There are lots of articles on how to enable the IIS FREB tracing, so I’m going to only illustrate the basics:
The default location where FREB would save trace logs is C:\inetpub\logs\FailedReqLogFiles\W3SVCN\, where N is the ID of the IIS site that can found in IIS Manager by selecting the Sites node.
Trace logs are XML files; the accompanying XML transform - the freb.xsl file - helps “translating” XML into HTML.
Note on opening FREB logs for viewing:
AFAIK, when opening the XML files from the disk, only Internet Explorer side-loads the XSL to display the XML logs as a human friendly HTML pages. I frequently use the old FREB Viewer tool, which uses an IE control. If the FREB logs are accessed from a site instead of opening from disk, any browser would display the XML transformed into HTML with the help of the XSL; hence, you may create an http://localhost/FREBS test/viewing sub-app from where to access these logs with any browser.
The basic view, Request Summary, displays the requested URL with verb and incoming port number, the HTTP response status code, the time it took to serve the request etc. If a non-success response is served, we can also see the module that set the respective response. Notice a couple of things:
The full pipeline, Compact View, is where I jump. I get to see where the request is originating from, the request headers, cookies, the type of client, etc. The right-most column is useful when investigating performance issues.
In the Compact View, I can see how pipeline stage notifications are sent to various modules, as in: ModuleName=”…” is receiving Notification=”…”.
It is common to see that many modules are simply notified, but they don’t actually act on the request; they might not be enabled or configured to do so. In such case, we see NOTIFY_MODULE_START immediately followed by NOTIFY_MODULE_END, for the same ModuleName.
Modules will generally report something when they do act on the request. Look for what is happening in between NOTIFY_MODULE_START and NOTIFY_MODULE_END for the same module. For example, in the FREB below, we see that the WindowsAuthenticationModule successfully determines the user based on the Authorization request header that was sent by the client.
Sometimes, along the pipeline, we may see AspNetSomethingEnter and AspNetSomethingLeave: it’s a sign that a managed .NET module or handler is called to work on the request.
In the example below, the ManagedPipelineHandler is called to EXECUTE_REQUEST_HANDLER (remember that the handler should generate the response payload). But there is an error in the application, an exception. The Asp.Net framework is wrapping the exception in an error page, and sends that as a response, setting the response status code to 500 with sub-status 0. The “Internal Server Error” followed by “The operation completed successfully” sounds ironic, but in fact ManagedPipelineHandler does what it was designed to do: it does generate a response for the client, even if it’s not exactly what we expected.
With POST verb requests, we could even have access to what the client sent in the request payload, the body of the request. This may prove very useful in troubleshooting application’s errors, exceptions, or decisions.

#### [Exercise requirements]
1. Write down the passage of the IIS FREB tracing text that begins at the words "It is common" and stops after the words "by the client.".
2. Resume the IIS FREB tracing text, picking up after its final sentence.

#### [Data extract]

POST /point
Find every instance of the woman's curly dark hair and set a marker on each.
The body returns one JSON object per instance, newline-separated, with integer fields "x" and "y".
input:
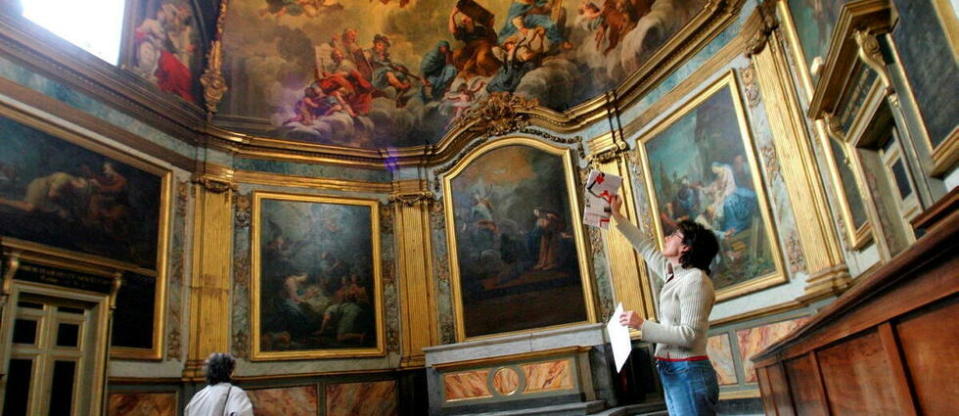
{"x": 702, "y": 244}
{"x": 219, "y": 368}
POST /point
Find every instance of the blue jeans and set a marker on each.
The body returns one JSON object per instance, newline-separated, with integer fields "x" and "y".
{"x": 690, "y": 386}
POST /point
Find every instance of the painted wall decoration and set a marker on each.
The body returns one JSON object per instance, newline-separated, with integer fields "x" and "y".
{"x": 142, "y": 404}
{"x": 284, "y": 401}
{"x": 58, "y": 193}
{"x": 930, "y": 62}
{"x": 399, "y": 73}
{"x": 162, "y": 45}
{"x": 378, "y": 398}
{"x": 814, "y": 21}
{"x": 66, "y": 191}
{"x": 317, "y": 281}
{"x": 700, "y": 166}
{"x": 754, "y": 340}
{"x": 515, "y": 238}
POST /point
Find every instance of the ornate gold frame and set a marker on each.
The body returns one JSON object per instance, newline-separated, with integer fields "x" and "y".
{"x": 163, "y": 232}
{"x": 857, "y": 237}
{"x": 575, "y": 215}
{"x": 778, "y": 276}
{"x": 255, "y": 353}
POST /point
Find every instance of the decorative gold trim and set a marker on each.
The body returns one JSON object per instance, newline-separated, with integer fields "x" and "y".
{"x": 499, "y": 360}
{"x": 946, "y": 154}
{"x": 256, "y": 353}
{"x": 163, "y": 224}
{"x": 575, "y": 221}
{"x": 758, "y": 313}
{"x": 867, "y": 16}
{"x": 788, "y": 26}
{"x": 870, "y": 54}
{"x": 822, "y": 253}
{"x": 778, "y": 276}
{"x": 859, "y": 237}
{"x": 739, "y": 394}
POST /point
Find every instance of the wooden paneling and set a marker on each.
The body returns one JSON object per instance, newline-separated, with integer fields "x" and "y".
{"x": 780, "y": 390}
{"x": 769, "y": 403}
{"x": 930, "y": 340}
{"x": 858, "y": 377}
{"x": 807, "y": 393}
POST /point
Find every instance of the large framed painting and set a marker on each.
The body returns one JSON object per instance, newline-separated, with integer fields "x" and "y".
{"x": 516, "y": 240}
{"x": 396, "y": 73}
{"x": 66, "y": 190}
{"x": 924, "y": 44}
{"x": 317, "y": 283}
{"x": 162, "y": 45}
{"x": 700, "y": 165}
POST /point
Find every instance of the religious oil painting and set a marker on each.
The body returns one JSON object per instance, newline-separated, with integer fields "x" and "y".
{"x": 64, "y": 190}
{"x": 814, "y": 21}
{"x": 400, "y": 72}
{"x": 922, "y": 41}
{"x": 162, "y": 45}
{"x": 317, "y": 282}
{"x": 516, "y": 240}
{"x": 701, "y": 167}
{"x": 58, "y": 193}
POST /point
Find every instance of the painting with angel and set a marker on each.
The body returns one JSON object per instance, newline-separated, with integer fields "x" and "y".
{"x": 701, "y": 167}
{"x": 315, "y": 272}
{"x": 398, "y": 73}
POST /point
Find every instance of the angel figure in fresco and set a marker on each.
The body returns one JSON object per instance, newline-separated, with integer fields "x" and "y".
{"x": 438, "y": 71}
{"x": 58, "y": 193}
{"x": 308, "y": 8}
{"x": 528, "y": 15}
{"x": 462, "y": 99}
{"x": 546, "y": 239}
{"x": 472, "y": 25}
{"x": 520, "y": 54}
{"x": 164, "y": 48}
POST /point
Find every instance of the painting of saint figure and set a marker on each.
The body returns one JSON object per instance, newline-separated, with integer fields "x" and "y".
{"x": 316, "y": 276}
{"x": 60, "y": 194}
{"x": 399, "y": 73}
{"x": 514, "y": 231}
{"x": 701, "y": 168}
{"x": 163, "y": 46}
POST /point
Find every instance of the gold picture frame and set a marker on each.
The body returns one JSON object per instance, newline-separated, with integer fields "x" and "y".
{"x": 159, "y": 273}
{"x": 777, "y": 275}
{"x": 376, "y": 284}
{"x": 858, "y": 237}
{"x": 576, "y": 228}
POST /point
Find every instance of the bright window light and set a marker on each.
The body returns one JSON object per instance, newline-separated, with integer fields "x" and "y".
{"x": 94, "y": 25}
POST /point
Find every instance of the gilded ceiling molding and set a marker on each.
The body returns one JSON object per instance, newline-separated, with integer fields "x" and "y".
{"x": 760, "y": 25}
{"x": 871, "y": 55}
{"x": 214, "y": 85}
==
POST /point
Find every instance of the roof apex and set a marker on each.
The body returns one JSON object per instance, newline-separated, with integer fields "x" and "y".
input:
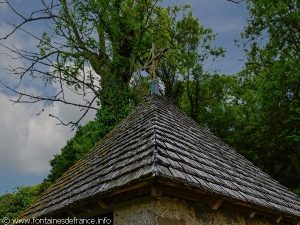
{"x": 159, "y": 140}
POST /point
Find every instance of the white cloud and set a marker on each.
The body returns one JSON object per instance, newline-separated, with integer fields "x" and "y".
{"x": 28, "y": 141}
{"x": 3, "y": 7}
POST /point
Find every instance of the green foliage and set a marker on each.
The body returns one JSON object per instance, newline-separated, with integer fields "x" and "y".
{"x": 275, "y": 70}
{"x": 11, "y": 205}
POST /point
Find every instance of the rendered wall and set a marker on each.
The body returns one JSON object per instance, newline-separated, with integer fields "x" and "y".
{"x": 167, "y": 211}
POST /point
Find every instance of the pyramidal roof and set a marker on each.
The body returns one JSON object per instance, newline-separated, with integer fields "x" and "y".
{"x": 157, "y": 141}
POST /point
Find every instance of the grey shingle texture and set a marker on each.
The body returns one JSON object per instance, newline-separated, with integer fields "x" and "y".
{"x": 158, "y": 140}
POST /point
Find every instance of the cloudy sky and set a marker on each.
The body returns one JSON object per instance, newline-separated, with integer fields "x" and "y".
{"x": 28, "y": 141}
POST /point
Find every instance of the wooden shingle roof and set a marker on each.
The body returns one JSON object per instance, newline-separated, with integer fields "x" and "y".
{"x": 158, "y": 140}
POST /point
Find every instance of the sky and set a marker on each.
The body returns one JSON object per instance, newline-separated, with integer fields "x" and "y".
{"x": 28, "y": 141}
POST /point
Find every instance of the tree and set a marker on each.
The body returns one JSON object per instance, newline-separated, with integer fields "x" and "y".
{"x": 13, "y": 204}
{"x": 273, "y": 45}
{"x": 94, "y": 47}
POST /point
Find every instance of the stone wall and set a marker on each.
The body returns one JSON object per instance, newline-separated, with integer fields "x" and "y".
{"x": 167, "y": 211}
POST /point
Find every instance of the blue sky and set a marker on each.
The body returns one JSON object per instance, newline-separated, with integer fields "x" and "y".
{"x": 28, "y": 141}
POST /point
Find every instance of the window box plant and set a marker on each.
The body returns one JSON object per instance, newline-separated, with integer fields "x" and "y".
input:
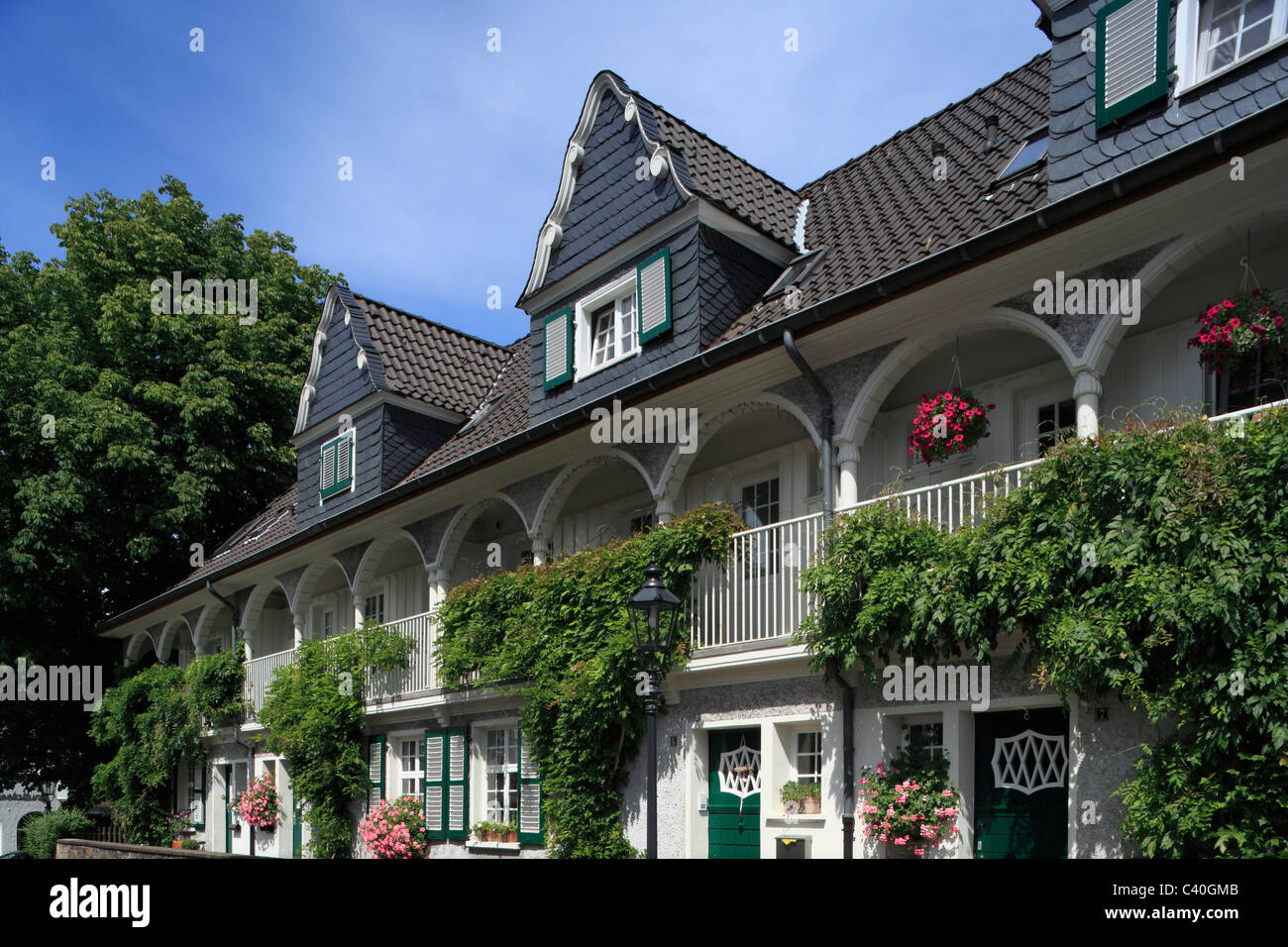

#### [The responses]
1.
It is common to see that many modules are simply notified, but they don’t actually act on the request; they might not be enabled or configured to do so. In such case, we see NOTIFY_MODULE_START immediately followed by NOTIFY_MODULE_END, for the same ModuleName.
Modules will generally report something when they do act on the request. Look for what is happening in between NOTIFY_MODULE_START and NOTIFY_MODULE_END for the same module. For example, in the FREB below, we see that the WindowsAuthenticationModule successfully determines the user based on the Authorization request header that was sent by the client.

2.
I think about modules as being DLLs loaded inside the w3wp.exe process. The code in a DLL may subscribe to stage notifications, acting like event handlers. The w3wp.exe may be configured to also load the .NET runtime; it would then be able to execute managed code built from C# or Visual Basic. So, we have native modules (those compiled for a specific machine architecture) or managed modules (running inside the .NET runtime, loaded from assembly DLLs). We have the modules that IIS ships with, or we can install separate optional modules, such as URL Rewrite or ARR, Application Request Routing, released by Microsoft or third parties. We could also develop our own modules and plug them into the IIS request processing pipeline.
IIS makes some native modules available to be added into the processing pipeline. For curious: consult applicationHost.config then <configuration> -> <system.webServer> -> <globalModules>.
Then sites or applications may be free to plug in or out modules used in the pipeline. The default list, which is inherited by all sites and applications, may be found consulting applicationHost.config then <configuration> -> <location path=””>.
A module usually acts on a single stage, meaning that it subscribes to only one stage notification. But we could have modules acting at 2 or more stages.
Some modules may signal that the request execution should end. For example, authentication or authorization modules may decide that the request cannot continue past their stage, because the request cannot be authenticated or authorized.
Issues within the Authentication and Authorization pipeline stages are among the most common ones. These deserve some comments.
With IIS, if there are problems in the Authentication stage, they would generally result in 401.x responses, while problems in the Authorization would result in response status codes 403.x – remember the reference page https://linqto.me/http-response-codes.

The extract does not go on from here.